◆ WHAT YOU ARE ASKED TO DO: Type out every line below exactly as it reads.

[Records from a collection]

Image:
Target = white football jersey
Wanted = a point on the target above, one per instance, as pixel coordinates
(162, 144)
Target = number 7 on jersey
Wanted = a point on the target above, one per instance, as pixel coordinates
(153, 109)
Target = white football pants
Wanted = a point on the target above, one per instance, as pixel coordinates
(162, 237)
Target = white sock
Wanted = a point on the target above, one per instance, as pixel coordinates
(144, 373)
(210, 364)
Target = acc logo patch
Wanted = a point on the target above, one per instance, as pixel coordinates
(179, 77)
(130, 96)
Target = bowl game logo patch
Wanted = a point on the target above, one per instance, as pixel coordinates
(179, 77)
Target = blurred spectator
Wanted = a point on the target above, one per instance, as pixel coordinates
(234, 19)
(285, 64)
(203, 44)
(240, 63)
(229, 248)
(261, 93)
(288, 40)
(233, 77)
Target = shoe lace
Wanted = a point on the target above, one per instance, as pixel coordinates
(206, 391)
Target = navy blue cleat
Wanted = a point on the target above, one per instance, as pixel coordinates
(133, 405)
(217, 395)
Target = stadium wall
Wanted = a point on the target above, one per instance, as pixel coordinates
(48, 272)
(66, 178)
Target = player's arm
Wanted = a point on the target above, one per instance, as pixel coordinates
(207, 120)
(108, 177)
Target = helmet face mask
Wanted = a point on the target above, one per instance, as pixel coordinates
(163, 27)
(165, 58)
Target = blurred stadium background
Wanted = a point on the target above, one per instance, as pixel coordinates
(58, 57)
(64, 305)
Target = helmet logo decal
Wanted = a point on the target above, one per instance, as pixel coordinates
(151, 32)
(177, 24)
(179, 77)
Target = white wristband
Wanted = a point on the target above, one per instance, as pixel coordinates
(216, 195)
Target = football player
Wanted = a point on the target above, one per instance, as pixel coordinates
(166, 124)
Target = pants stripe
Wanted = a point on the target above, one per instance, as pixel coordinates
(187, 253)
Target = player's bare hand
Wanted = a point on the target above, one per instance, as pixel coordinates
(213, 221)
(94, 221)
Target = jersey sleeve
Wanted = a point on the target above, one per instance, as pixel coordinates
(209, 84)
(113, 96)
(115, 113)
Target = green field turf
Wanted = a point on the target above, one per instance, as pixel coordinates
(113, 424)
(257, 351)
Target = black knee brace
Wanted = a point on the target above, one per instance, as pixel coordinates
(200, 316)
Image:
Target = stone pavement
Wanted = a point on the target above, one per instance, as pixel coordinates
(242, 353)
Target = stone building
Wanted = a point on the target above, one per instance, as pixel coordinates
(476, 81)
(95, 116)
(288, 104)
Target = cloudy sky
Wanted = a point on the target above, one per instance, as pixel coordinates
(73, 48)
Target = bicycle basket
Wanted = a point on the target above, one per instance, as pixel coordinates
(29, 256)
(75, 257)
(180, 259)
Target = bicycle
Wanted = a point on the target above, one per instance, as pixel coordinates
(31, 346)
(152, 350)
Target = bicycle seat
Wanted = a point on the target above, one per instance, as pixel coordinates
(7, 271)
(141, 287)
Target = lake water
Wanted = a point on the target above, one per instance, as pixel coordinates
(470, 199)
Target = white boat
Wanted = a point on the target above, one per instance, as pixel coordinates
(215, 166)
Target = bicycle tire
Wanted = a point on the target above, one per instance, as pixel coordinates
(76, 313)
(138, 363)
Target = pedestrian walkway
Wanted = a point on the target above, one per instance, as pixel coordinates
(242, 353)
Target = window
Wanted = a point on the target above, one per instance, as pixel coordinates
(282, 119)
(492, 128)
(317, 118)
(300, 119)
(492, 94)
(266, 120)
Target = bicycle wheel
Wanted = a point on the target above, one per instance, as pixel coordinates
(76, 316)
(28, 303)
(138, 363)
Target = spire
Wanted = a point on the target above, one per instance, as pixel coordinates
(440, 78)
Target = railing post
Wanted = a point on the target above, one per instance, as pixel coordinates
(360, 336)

◆ RESPONSE TO THIS TASK:
Image:
Target = white football jersey
Wanted = a point on the target above, one per instance, as pixel coordinates
(162, 144)
Target = number 7 on jersey
Wanted = a point on the target above, one per instance, as pixel coordinates
(153, 109)
Target = white football pants
Wanted = a point on the target above, one per instance, as pixel coordinates
(162, 237)
Target = white sock
Wanted = a point on the target above, one per instance, as pixel coordinates
(144, 373)
(210, 364)
Target = acc logo patch
Wanted = a point on the target above, one per instance, as pixel coordinates
(179, 77)
(130, 96)
Target = bowl game logo patch
Wanted = a point on the target above, one per instance, as pixel coordinates
(179, 77)
Target = blurred spectator
Wanted = a point on the target above, one per instance, as pixel coordinates
(234, 19)
(285, 64)
(203, 44)
(240, 63)
(229, 248)
(261, 93)
(288, 40)
(233, 77)
Target = shoe lace
Wanted = a point on the target above, one per instance, as pixel coordinates
(206, 391)
Target = navy blue cleat
Wanted = a point on the target above, one per instance, as pixel coordinates
(133, 405)
(217, 395)
Target = stadium wall
Wanted = a point on the target above, one per instance, as pixel coordinates
(48, 272)
(66, 178)
Target = player's arm
Wanted = a point on the target above, one per instance, as pixel coordinates
(207, 120)
(108, 177)
Target = helmet face mask
Wanted = a point on the target above, one per instance, as pixel coordinates
(163, 27)
(165, 58)
Target = blurred stadium background
Wanted = a point on the target above, one per instance, as pixel coordinates
(58, 57)
(64, 305)
Target = helmet logo decal
Wanted = a point on the target above, one per instance, as pixel coordinates
(151, 32)
(177, 24)
(179, 77)
Target = white wristband
Wanted = a point on the target above, one per instance, as pixel coordinates
(216, 195)
Target = football player
Wanted = a point on the target above, one per instance, as pixel coordinates
(166, 124)
Target = pants stripe
Wanted = a point on the target above, one per instance, as pixel coordinates
(187, 253)
Target = player's bare hand
Wanted = a point on the target above, one per instance, as pixel coordinates
(213, 221)
(94, 221)
Target = jersey sleeve
Wanted = a point on the target above, one per instance, as pixel coordinates
(209, 84)
(113, 96)
(115, 113)
Target = green field turf
Wanted = a point on the target above, one per instance, as pixel coordinates
(113, 424)
(257, 351)
Target = black knee brace
Wanted = a point on the target above, one per instance, as pixel coordinates
(200, 316)
Image:
Target = stone pavement
Wanted = a point on the target above, one per instance, as pixel coordinates
(242, 353)
Target = stone building
Wanted = a point on the target above, one per instance, as pixel coordinates
(476, 81)
(95, 116)
(288, 104)
Target = cloudy sky
Wanted = a point on the target above, one per instance, as pixel coordinates
(73, 48)
Target = bicycle basket
Wanted = a point on the target above, one per instance, as pixel coordinates
(29, 256)
(75, 257)
(180, 259)
Target = bicycle
Wanted = a point on the target above, one per instance, as pixel coordinates
(31, 346)
(152, 350)
Target = bicycle seat
Wanted = a point on the target above, one per instance, as pixel coordinates
(7, 271)
(141, 287)
Target = lake water
Wanted = a point on the target above, one per instance, as pixel coordinates
(470, 199)
Target = white boat
Wanted = a point on the target above, one per instance, as pixel coordinates
(215, 166)
Target = bicycle tire
Wanted = a point on the target above, one per instance, as pixel coordinates
(76, 313)
(138, 363)
Target = pedestrian walkway
Wanted = a point on the target above, one per instance, as pixel coordinates
(242, 353)
Target = window
Wanted = a point on the target above, one per instance, as pixel coordinates
(282, 119)
(492, 128)
(317, 118)
(300, 119)
(492, 94)
(266, 120)
Target = bicycle wheel
Wanted = a point on the target above, one per instance, as pixel coordinates
(76, 316)
(28, 303)
(138, 363)
Target = spire
Wanted = a point on the target above, one per instance, as pixel coordinates
(440, 78)
Target = railing post
Wanted = a point on the target above, one per instance, as pixel coordinates
(360, 336)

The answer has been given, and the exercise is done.